-- begin --

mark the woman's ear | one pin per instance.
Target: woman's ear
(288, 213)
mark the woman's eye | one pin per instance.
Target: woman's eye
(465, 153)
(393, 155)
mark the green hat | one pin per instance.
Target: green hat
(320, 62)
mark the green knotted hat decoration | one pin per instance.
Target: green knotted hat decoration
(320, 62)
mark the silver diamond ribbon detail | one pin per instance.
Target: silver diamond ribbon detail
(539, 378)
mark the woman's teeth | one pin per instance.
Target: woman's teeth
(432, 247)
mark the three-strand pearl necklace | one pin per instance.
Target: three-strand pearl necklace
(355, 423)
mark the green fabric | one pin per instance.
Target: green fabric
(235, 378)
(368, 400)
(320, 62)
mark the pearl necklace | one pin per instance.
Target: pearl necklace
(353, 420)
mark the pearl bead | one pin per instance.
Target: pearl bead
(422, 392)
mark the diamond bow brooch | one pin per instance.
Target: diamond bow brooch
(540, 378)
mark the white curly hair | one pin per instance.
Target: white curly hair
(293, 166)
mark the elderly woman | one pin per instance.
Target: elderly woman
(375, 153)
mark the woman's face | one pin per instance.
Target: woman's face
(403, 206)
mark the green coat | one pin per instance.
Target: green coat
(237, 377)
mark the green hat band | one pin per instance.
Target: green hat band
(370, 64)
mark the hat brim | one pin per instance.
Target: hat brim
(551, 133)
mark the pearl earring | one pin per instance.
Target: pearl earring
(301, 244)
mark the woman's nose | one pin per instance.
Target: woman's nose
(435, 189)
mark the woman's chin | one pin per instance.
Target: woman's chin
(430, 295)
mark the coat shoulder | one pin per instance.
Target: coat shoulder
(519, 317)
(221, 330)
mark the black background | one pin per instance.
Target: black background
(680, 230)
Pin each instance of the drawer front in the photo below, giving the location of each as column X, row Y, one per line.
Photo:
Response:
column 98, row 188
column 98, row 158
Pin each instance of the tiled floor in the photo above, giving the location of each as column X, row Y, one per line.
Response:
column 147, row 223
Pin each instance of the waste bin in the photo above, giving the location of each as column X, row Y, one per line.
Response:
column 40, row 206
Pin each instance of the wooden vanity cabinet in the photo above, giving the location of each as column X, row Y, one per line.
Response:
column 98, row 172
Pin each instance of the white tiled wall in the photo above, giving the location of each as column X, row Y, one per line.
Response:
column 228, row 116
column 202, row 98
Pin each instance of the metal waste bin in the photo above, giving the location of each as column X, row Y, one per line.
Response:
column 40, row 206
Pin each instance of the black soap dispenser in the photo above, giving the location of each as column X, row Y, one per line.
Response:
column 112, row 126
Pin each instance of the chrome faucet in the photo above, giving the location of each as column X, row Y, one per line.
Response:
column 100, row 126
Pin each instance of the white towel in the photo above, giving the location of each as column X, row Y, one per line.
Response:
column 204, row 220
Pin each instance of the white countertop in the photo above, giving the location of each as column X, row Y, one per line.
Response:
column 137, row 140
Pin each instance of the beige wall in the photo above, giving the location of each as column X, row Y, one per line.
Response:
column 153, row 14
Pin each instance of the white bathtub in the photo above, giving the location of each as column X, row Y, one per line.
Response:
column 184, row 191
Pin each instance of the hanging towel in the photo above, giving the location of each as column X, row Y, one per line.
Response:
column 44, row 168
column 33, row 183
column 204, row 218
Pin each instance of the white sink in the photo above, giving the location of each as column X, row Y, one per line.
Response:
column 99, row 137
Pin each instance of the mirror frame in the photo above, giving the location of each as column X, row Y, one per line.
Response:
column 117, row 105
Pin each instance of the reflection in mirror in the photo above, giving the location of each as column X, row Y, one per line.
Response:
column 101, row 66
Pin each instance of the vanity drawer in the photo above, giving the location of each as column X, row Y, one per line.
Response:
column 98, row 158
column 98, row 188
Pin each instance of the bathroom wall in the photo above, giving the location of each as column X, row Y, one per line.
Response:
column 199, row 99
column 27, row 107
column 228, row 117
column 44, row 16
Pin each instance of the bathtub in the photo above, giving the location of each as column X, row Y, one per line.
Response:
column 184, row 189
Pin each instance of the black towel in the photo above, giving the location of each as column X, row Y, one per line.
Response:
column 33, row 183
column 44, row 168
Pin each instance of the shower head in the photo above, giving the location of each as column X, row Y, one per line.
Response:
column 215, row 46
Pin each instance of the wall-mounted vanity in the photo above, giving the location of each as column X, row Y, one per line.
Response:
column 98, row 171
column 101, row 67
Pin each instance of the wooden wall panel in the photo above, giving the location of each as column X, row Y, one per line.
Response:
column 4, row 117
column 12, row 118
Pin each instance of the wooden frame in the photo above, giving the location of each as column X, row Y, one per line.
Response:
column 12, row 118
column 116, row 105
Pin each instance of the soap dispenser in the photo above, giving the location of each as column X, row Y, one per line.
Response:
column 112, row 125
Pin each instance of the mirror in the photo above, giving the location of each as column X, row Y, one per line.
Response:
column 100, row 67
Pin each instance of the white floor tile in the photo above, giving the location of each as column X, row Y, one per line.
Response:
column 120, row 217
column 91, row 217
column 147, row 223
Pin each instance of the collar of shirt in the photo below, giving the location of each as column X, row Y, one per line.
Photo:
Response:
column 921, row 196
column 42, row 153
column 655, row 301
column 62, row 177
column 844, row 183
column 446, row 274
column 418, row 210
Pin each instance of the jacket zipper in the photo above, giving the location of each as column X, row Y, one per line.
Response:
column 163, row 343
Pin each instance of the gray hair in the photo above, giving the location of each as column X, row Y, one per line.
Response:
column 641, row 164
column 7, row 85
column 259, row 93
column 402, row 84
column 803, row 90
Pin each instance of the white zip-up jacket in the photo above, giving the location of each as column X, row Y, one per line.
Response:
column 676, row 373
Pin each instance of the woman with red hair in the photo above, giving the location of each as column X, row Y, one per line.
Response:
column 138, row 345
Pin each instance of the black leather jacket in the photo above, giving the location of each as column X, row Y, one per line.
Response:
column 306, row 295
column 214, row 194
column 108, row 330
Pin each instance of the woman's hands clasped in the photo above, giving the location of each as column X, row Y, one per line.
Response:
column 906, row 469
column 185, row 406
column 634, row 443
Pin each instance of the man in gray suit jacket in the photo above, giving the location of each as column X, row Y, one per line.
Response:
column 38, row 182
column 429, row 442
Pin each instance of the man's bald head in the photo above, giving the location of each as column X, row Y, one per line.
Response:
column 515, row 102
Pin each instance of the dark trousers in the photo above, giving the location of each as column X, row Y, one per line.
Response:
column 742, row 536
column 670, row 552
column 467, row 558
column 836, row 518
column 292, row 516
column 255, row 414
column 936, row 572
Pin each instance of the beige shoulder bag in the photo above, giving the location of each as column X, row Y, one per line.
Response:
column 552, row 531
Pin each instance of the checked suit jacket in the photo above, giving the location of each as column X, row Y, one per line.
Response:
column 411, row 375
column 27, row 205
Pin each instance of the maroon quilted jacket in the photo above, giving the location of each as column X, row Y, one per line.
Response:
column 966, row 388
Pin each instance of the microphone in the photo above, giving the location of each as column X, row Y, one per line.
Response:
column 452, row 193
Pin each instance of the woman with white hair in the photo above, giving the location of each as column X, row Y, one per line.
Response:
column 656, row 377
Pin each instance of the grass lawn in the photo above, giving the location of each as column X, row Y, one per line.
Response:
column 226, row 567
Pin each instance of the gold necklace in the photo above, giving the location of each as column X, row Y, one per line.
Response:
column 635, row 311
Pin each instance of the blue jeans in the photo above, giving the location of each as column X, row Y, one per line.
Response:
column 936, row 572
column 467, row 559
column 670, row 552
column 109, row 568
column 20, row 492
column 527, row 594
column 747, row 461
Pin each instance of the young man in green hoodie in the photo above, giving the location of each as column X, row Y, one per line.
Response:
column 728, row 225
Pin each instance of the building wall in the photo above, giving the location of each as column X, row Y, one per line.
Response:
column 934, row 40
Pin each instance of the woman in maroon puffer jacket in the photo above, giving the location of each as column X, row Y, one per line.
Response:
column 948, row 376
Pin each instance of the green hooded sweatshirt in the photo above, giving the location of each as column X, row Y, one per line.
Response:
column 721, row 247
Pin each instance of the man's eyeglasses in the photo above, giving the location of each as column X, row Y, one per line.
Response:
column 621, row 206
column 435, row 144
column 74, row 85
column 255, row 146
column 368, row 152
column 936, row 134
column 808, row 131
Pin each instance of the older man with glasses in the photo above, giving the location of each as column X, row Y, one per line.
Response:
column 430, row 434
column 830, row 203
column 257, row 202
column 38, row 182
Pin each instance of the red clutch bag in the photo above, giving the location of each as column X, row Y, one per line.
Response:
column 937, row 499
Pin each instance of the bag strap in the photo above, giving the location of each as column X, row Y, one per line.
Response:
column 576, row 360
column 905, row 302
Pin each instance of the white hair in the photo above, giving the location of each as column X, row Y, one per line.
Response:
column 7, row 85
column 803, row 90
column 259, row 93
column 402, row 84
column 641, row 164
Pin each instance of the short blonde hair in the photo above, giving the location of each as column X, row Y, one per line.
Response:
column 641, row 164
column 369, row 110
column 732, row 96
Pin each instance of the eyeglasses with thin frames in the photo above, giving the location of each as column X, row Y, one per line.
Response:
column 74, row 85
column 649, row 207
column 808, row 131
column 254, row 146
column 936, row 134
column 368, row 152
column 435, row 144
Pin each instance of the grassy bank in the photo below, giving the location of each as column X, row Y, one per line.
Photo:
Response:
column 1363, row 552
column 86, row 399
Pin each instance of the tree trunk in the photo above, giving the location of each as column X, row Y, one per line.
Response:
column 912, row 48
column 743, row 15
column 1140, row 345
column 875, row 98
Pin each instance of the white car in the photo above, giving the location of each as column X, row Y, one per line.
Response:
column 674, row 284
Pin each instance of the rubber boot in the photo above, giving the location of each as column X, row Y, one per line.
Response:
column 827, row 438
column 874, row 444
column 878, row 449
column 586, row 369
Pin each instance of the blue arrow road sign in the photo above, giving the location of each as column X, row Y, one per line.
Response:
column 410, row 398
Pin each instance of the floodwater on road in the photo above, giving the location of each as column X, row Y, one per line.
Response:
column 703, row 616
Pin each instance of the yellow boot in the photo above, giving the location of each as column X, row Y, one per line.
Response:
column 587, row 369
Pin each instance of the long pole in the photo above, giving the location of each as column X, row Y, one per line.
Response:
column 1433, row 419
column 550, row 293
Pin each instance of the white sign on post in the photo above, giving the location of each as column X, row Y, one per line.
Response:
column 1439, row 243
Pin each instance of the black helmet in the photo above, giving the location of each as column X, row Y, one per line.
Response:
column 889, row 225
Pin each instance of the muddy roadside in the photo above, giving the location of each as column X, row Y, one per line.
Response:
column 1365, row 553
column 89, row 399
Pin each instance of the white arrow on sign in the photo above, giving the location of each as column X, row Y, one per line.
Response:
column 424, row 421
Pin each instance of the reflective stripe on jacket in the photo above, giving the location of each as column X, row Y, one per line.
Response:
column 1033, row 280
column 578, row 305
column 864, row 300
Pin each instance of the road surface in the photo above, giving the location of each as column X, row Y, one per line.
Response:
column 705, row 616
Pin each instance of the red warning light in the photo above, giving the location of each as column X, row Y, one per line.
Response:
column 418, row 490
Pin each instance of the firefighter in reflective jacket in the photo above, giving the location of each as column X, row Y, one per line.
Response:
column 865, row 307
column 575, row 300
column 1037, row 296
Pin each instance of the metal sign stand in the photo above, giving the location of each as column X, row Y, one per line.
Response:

-- end --

■ To be done ■
Format as a JSON list of strings, one per line, every line of the listing between the line holding "Pin each instance of the red clutch" and the line holding "column 937, row 499", inclusive, leaving out blank lines.

■ Written reply ■
[
  "Pin each instance of the red clutch bag in the photo above, giving the location of each as column X, row Y, one per line.",
  "Response:",
  "column 937, row 499"
]